- Trecho selecionado -
┏━━

Deputada estadual pela Bancada Feminista do PSOL em São Paulo, é advogada criminalista e defensora de direitos humanos

Minha tarde de certa segunda-feira começou com o seguinte diálogo:
— Deputada, me ajuda, eu estava fazendo pré-natal antes de ser presa, mas quando cheguei aqui fizeram "exame de tirinha" e deu negativo. Estão me tratando há meses como se eu não estivesse grávida. Nunca me encaminharam para consulta ou ultrassonografia, por mais que eu tenha insistido.
— Mas você está grávida de quanto tempo?
— Sete meses.
— Você sente o bebê mexer?
— Todos os dias.

Descobrir-me grávida foi uma das maiores alegrias da minha vida. Com 30 anos e uma vontade intensa de ser mãe, lutei para, com apoio do meu parceiro e da minha família, conciliar a gestação com a atividade parlamentar. Viver em rede é fundamental. Assim, ao longo de sete meses de gestação, combinei sessões plenárias, reuniões de comissões, CPIs, agendas externas e viagens interestaduais com consultas médicas mensais, hemogramas, ultrassonografias obstétricas e morfológicas, alimentação regrada e horas de sono possíveis. Nunca tinha imaginado viver minha gestação de outra forma —até o encontro com essa mulher.

┗━━

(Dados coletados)
┏━━

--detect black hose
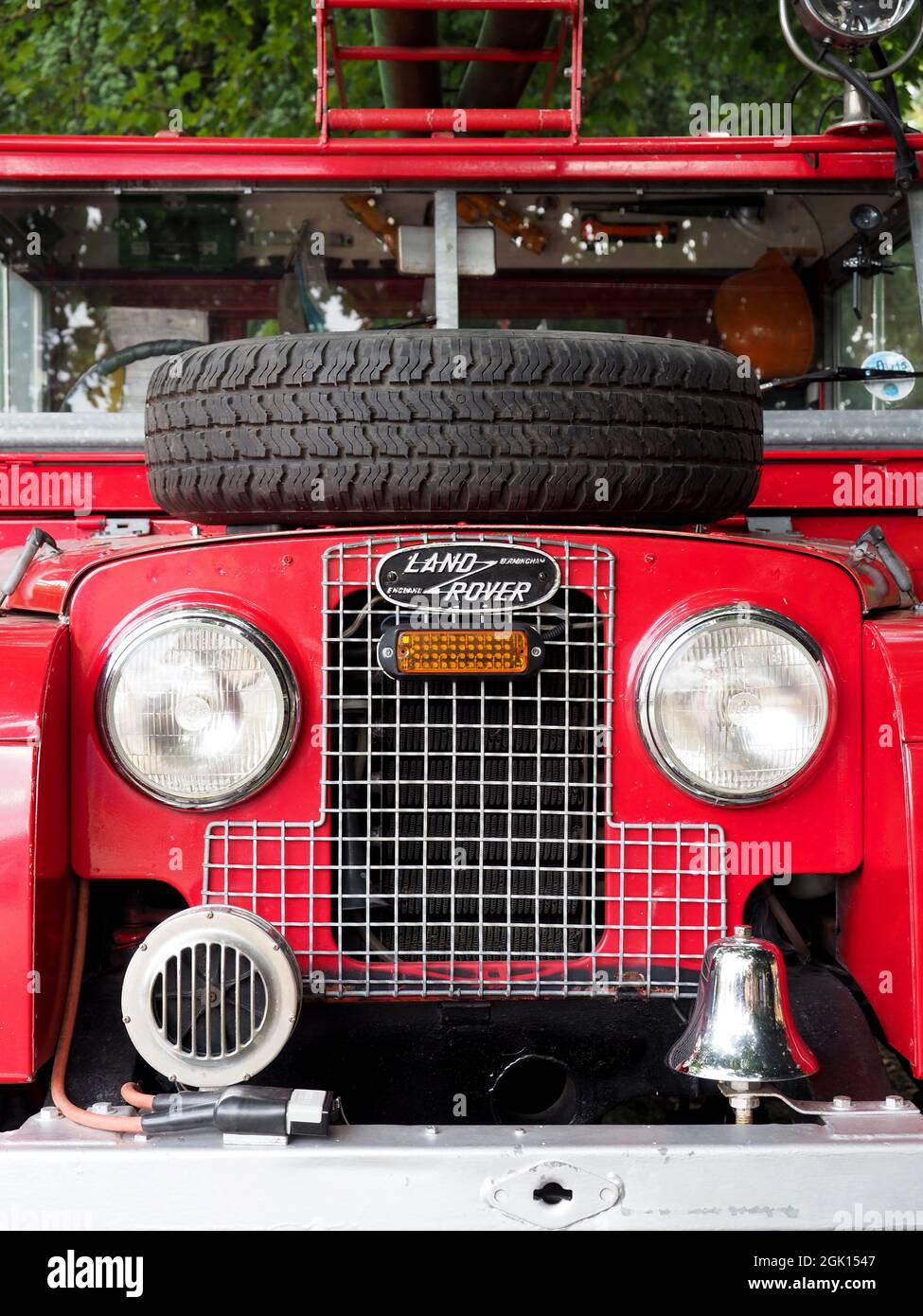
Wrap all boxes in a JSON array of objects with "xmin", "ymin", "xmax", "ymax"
[
  {"xmin": 869, "ymin": 41, "xmax": 903, "ymax": 122},
  {"xmin": 61, "ymin": 338, "xmax": 206, "ymax": 411},
  {"xmin": 821, "ymin": 46, "xmax": 919, "ymax": 192}
]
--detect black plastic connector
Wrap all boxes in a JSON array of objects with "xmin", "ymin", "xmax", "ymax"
[{"xmin": 141, "ymin": 1083, "xmax": 333, "ymax": 1137}]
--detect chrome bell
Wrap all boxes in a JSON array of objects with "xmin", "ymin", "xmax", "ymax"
[{"xmin": 666, "ymin": 927, "xmax": 818, "ymax": 1091}]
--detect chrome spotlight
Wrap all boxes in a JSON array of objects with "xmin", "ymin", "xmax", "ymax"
[{"xmin": 666, "ymin": 927, "xmax": 818, "ymax": 1084}]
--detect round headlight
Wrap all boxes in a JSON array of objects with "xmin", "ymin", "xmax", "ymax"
[
  {"xmin": 794, "ymin": 0, "xmax": 916, "ymax": 46},
  {"xmin": 637, "ymin": 604, "xmax": 829, "ymax": 803},
  {"xmin": 98, "ymin": 608, "xmax": 297, "ymax": 809}
]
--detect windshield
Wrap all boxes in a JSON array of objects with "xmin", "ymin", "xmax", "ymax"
[{"xmin": 0, "ymin": 187, "xmax": 923, "ymax": 412}]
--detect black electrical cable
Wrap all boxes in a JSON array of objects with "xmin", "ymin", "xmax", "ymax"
[
  {"xmin": 869, "ymin": 41, "xmax": 903, "ymax": 122},
  {"xmin": 61, "ymin": 338, "xmax": 205, "ymax": 411},
  {"xmin": 821, "ymin": 46, "xmax": 919, "ymax": 192},
  {"xmin": 814, "ymin": 96, "xmax": 843, "ymax": 137}
]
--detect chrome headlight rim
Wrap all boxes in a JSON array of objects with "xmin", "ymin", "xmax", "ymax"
[
  {"xmin": 794, "ymin": 0, "xmax": 915, "ymax": 50},
  {"xmin": 97, "ymin": 603, "xmax": 302, "ymax": 813},
  {"xmin": 636, "ymin": 603, "xmax": 833, "ymax": 808}
]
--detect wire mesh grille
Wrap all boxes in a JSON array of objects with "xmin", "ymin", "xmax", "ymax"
[{"xmin": 204, "ymin": 532, "xmax": 725, "ymax": 996}]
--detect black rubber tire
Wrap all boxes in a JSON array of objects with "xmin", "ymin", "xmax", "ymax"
[{"xmin": 146, "ymin": 329, "xmax": 762, "ymax": 525}]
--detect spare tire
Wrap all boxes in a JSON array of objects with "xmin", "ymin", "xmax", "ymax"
[{"xmin": 146, "ymin": 329, "xmax": 762, "ymax": 525}]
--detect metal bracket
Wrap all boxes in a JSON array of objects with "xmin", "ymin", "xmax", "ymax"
[
  {"xmin": 718, "ymin": 1083, "xmax": 923, "ymax": 1134},
  {"xmin": 97, "ymin": 516, "xmax": 151, "ymax": 540},
  {"xmin": 481, "ymin": 1161, "xmax": 626, "ymax": 1229},
  {"xmin": 434, "ymin": 187, "xmax": 458, "ymax": 329}
]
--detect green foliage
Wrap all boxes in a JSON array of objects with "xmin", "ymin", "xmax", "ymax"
[{"xmin": 0, "ymin": 0, "xmax": 914, "ymax": 137}]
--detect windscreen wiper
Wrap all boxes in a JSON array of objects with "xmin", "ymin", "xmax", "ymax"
[{"xmin": 760, "ymin": 365, "xmax": 923, "ymax": 394}]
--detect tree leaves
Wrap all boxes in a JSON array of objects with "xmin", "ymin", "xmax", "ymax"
[{"xmin": 0, "ymin": 0, "xmax": 915, "ymax": 137}]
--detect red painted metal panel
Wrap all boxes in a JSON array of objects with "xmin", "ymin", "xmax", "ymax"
[
  {"xmin": 337, "ymin": 46, "xmax": 559, "ymax": 64},
  {"xmin": 317, "ymin": 0, "xmax": 578, "ymax": 9},
  {"xmin": 327, "ymin": 109, "xmax": 572, "ymax": 130},
  {"xmin": 838, "ymin": 614, "xmax": 923, "ymax": 1077},
  {"xmin": 71, "ymin": 530, "xmax": 861, "ymax": 920},
  {"xmin": 0, "ymin": 134, "xmax": 923, "ymax": 185},
  {"xmin": 0, "ymin": 617, "xmax": 71, "ymax": 1083}
]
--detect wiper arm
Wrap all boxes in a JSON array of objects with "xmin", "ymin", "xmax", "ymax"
[{"xmin": 760, "ymin": 365, "xmax": 923, "ymax": 394}]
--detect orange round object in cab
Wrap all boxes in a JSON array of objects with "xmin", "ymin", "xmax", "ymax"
[{"xmin": 715, "ymin": 250, "xmax": 814, "ymax": 379}]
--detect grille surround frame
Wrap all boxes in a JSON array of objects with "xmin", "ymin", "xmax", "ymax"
[{"xmin": 203, "ymin": 530, "xmax": 727, "ymax": 999}]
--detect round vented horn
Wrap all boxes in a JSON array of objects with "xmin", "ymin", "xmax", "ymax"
[{"xmin": 122, "ymin": 905, "xmax": 302, "ymax": 1087}]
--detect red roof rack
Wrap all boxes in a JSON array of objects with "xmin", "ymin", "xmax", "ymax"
[{"xmin": 313, "ymin": 0, "xmax": 583, "ymax": 142}]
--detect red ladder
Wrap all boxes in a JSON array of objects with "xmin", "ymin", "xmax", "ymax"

┗━━

- Atividades -
1. Segundo o trecho selecionado, de quantos meses a mulher presa disse estar grávida?
2. Escreva a continuação do texto sobre a gestante presa, começando logo após a última frase apresentada.

- Respostas às atividades -
1. Sete meses.

2.
Como convidada do Mecanismo Nacional de Prevenção e Combate à Tortura, visitei o raio de mulheres gestantes presas no CDP de Franco da Rocha (SP). De acordo com informações da direção do presídio, eram então 12 gestantes distribuídas em 9 celas, convivendo também com presas não gestantes.

Conversei com muitas dessas mulheres, de diferentes tons de pele, idades, religiões e histórias. Apesar da diferença, todas têm algo em comum: a falta de assistência à gestante no sistema penitenciário.

Ginecologista? Não tem. Monitor cardíaco fetal? Está quebrado. Ácido fólico? No máximo, se a família mandar. Há mulheres com seis meses de gestação que nunca passaram por consulta obstétrica. Não mais do que uma única consulta com o clínico geral. As presas ingerem quase sempre comida estragada: feijão com caramujo e leite fora da validade são alguns exemplos. A água que vem direto da caixa-d’água para a cela tem larvas. Ninguém me contou, eu vi. Não há refeição adicional para grávidas, apenas as três refeições por dia garantidas a toda a população prisional. Nas celas, convivem com ratos, aranhas, pombos e lagartos.

Se alguma delas tem a sorte de passar por consulta médica, precisa "pagar peladão" na inspeção de volta ao CDP: tirar toda a roupa, agachar várias vezes, abrir as partes íntimas. Precisa também passar pelo scanner corporal, cuja radiação não é recomendada a grávidas.

O Ministério da Saúde prevê a realização de no mínimo seis consultas durante a gestação, além de ultrassonografia, hemograma e teste glicêmico. Tudo isso é garantido pelo SUS, para todas as pessoas que gestam. Só as presas não têm essa garantia ou escolha.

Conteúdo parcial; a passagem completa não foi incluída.